[To do]:
1) Using the text on birth control and abortion, explain in one to three sentences why it argues that higher depression rates among women on the pill should come as no surprise.
2) Please continue the text on birth control and abortion from its last sentence, in the same voice.

[Text excerpt]:
★ ★ ★ ★ ★

When the feminist-heralded birth control pill hit the market in 1960, women were encouraged to take a tiny white pill each day to dissolve fears of accidental pregnancy and feel confident in having casual sex. What feminists don’t tell women, though, is that birth control depletes your body of essential minerals and vitamins like B6, which is used to create serotonin. Is it any surprise that women on the pill are 23 percent more likely to be treated for depression?
Birth control also alters the physical structure of the brain; disrupts the thyroid; increases risk of breast, cervical, liver, and uterine cancers; negatively affects the gut biome; and surprisingly, can affect who a woman is attracted to. There is also a correlation between the year in which birth control was introduced and the drastically declining marriage rate.
Feminists have managed to convince themselves and other women that when they become pregnant, they have somehow been taken advantage of by their own biology. Rather than acknowledging the reality that the baby they have become pregnant with is actually the victim of their own poor decision-making, feminists resolve to victimizing themselves and punishing their “oppressor” via abortion.
But abortion actually creates more problems than it solves. A majority of post-abortive women report that there were no positive effects to their abortions, and women have been found to be at a higher risk for negative psychological consequences after having an abortion. One study found that 65 percent of post-abortive American women suffer from Post-Traumatic Stress Disorder (PTSD). Women who have had an abortion are six times more likely to commit suicide; three times more likely to die from abortion than from childbirth; 60 percent more likely to miscarry in future pregnancies; 65 percent more likely to suffer from clinical depression; five times more likely to experience drug and alcohol abuse; 30 percent more likely to be diagnosed with a generalized anxiety disorder; and twice as likely to be treated for sleep disorders.

★ ★ ★ ★ ★

[Dataset entries]:

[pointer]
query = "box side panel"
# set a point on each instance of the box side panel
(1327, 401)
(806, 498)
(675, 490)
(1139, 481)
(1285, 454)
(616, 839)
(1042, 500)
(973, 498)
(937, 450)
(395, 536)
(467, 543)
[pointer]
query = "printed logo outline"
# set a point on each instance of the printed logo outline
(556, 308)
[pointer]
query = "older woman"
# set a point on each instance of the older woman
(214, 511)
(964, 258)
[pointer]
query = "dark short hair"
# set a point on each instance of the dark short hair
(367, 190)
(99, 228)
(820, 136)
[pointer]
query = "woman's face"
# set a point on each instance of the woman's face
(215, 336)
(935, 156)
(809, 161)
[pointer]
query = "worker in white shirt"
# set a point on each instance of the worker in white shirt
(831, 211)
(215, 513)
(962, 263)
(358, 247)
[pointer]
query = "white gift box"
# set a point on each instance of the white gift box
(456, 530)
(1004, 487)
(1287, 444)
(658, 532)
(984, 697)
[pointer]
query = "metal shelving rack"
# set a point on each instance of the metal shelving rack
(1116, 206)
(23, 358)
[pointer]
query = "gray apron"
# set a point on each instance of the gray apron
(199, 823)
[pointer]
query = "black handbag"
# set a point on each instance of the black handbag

★ ★ ★ ★ ★

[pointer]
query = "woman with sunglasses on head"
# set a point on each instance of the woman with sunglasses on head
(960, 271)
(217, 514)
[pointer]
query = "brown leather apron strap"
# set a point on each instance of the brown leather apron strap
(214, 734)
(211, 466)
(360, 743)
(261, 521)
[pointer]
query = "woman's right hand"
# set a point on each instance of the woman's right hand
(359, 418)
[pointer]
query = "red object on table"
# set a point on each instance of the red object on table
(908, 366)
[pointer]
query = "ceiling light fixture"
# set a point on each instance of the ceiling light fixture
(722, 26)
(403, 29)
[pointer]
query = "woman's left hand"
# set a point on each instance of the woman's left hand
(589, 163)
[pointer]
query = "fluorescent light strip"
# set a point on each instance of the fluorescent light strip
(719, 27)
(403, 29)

★ ★ ★ ★ ★

[Answers per task]:
1) The text says birth control depletes the body of essential minerals and vitamins such as B6, which the body uses to create serotonin. On that basis, it presents the claim that women on the pill are 23 percent more likely to be treated for depression as unsurprising.

2)
Young girls are often lectured by their parents and their health teachers about how to have “safe sex” by avoiding unintended pregnancy and sexually transmitted diseases (STDs), but they’re never told how to protect their hearts. Among adolescents, sexual activity has been associated with poorer emotional health, lower self-esteem, regret, depression, and suicide, as well as a higher likelihood of sexual exploitation, dating violence, and rape. Additionally, there is an increased likelihood of divorce and infidelity among couples when one or both parties experienced intimate premarital relationships. Women who had sex in their teens actually had double the risk of divorce later in life.
Premarital sex and promiscuity also leads to higher rates of unwed births. At the start of the sexual revolution from 1965-1969, only 9 percent of births were out-of-wedlock births. Today, that number has increased to 40 percent. Worst of all, the sexual revolution has shown a correlation to an increase in pornography and violence towards women, which leads to prostitution, sex trafficking, and domestic violence.
No matter how dogmatically feminists declare that casual sex and hook-ups are empowering to women, mounting evidence proves that it is one of the most harmful acts that our culture has embraced.
In an ironic attempt to “destroy the patriarchy,” but to their own detriment, feminists advocate for giving men exactly what they desire.
But God’s design for sex within marriage is good. As society continues to search for temporary fulfillment and fairy tale endings, their rebellion against God’s design will always lead to heartache, harm, and failure. It’s time we recognize the harm that the feminist sexual liberation movement has unleashed on women. Women are not victims of a patriarchal society — they are victims of feminism. It’s time we bury the movement in the ground, turn from our wicked ways, and embrace the gift of sex that God gave us within the bounds of marriage.